ACTIVITY:
Among the entries below, tally each line containing "person"; respond with the total only.
++++ RECORDED INFORMATION
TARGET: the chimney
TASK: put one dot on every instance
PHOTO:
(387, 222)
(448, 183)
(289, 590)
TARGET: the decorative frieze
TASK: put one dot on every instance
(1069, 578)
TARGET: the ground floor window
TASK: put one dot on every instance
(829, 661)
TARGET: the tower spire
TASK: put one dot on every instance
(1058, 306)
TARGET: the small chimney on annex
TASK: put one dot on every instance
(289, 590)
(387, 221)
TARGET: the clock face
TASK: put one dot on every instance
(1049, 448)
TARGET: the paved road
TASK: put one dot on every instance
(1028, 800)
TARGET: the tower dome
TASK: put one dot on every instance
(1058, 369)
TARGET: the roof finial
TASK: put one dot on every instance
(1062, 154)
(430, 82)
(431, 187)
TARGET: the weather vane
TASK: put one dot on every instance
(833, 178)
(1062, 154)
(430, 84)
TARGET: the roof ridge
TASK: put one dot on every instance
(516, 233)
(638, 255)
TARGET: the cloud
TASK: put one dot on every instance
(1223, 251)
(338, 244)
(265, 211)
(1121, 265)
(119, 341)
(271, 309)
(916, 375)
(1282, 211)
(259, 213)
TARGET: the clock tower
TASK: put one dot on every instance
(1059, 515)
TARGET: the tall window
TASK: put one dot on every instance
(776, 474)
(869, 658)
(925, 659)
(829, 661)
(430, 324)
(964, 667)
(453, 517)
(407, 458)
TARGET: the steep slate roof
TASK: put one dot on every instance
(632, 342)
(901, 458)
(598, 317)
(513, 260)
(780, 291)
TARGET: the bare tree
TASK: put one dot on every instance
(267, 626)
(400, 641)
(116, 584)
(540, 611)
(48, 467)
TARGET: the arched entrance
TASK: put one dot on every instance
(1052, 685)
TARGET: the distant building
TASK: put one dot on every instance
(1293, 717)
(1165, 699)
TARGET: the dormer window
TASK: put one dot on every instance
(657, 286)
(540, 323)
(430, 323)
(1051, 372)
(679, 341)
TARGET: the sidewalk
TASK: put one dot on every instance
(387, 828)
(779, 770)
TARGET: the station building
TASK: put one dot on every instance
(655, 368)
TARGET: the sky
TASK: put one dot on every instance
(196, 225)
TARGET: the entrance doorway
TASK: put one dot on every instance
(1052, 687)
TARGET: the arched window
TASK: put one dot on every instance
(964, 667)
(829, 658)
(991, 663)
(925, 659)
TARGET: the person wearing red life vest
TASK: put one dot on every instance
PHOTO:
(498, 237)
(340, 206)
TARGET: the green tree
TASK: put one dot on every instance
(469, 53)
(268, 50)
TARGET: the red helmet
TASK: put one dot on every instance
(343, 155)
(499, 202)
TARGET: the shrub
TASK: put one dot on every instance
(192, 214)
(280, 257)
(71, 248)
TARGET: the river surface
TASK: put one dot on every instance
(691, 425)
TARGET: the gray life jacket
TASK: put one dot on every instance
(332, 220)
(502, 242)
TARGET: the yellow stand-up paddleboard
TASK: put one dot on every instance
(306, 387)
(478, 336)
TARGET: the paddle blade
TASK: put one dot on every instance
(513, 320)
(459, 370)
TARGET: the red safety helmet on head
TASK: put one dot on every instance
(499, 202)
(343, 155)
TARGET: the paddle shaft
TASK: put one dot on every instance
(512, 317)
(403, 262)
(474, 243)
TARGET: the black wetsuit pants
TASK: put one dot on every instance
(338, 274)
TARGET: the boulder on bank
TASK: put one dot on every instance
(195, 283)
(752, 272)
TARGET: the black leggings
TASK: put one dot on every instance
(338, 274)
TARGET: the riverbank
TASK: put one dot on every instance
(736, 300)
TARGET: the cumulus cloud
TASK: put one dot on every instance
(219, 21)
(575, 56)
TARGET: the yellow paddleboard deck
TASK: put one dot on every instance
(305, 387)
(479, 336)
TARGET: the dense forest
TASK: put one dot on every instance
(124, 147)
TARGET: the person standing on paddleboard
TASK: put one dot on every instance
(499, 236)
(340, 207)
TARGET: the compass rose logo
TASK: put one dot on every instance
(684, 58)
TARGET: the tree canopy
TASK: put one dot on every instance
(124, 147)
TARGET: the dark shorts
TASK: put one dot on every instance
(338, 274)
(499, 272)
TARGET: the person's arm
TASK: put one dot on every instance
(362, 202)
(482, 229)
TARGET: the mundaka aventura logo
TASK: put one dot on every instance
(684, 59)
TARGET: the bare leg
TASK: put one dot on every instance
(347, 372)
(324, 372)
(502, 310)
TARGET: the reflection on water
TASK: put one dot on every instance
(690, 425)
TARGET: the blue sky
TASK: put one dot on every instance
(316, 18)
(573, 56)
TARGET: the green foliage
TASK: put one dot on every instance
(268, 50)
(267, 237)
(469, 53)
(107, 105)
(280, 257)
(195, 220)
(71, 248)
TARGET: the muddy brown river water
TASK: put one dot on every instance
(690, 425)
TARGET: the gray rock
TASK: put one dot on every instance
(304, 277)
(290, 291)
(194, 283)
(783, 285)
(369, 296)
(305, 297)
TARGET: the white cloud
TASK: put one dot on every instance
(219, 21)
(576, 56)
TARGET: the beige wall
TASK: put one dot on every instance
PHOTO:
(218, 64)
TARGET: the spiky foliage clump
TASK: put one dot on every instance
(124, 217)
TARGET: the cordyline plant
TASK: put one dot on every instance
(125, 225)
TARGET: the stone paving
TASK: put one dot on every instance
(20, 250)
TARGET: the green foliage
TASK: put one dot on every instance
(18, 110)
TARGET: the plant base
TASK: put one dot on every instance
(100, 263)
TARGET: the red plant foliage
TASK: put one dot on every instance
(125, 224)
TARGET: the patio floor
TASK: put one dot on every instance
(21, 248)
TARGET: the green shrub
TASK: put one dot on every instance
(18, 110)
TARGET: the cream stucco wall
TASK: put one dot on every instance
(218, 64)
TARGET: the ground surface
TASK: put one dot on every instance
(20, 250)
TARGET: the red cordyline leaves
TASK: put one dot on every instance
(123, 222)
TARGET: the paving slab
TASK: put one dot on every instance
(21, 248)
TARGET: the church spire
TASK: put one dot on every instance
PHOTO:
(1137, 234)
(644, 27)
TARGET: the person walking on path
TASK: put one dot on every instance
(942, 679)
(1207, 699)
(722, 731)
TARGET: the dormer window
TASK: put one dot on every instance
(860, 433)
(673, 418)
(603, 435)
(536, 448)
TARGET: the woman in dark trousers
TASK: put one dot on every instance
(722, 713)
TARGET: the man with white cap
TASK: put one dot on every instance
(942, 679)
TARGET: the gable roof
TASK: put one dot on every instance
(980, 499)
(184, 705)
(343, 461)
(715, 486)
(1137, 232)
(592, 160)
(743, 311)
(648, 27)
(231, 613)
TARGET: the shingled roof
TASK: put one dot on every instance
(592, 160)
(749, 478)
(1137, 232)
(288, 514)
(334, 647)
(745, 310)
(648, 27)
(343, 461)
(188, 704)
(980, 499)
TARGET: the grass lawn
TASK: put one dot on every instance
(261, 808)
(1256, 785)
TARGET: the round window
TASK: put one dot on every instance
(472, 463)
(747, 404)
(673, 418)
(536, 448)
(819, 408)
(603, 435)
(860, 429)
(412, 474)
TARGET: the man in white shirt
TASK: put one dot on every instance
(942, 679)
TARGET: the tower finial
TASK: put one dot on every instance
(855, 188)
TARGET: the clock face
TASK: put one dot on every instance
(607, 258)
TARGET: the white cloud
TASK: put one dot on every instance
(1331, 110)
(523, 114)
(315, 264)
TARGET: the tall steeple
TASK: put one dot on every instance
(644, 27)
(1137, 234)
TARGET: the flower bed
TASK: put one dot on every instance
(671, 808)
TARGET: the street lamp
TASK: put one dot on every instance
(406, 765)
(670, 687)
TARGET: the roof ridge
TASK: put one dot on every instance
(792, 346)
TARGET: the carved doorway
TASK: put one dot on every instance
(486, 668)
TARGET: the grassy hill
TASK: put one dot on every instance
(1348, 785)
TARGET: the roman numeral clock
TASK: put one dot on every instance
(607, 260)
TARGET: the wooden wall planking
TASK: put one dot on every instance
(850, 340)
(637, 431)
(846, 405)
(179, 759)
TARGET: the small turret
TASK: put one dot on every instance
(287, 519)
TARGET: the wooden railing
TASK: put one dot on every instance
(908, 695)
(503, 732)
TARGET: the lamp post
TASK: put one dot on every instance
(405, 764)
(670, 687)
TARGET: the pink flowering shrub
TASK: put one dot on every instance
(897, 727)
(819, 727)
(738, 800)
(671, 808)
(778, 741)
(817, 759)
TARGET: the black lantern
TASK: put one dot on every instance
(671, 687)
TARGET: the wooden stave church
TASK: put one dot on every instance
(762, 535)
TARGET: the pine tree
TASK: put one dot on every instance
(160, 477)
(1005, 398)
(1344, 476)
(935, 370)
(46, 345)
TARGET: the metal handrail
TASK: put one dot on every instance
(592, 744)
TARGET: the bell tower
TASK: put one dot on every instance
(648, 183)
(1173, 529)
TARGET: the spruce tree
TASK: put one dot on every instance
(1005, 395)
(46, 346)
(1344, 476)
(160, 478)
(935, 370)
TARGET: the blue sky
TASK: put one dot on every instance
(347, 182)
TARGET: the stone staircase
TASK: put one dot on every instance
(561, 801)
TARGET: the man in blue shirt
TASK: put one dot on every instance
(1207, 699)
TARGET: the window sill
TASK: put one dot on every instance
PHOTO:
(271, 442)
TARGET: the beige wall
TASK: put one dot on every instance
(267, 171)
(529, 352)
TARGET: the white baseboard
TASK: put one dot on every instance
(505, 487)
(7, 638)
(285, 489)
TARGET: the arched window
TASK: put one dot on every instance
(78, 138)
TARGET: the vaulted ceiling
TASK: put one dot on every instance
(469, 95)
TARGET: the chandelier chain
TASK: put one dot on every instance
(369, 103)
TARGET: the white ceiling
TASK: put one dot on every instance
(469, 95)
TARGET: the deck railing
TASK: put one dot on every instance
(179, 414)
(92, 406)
++++++++
SOLUTION TO THIS PROBLEM:
4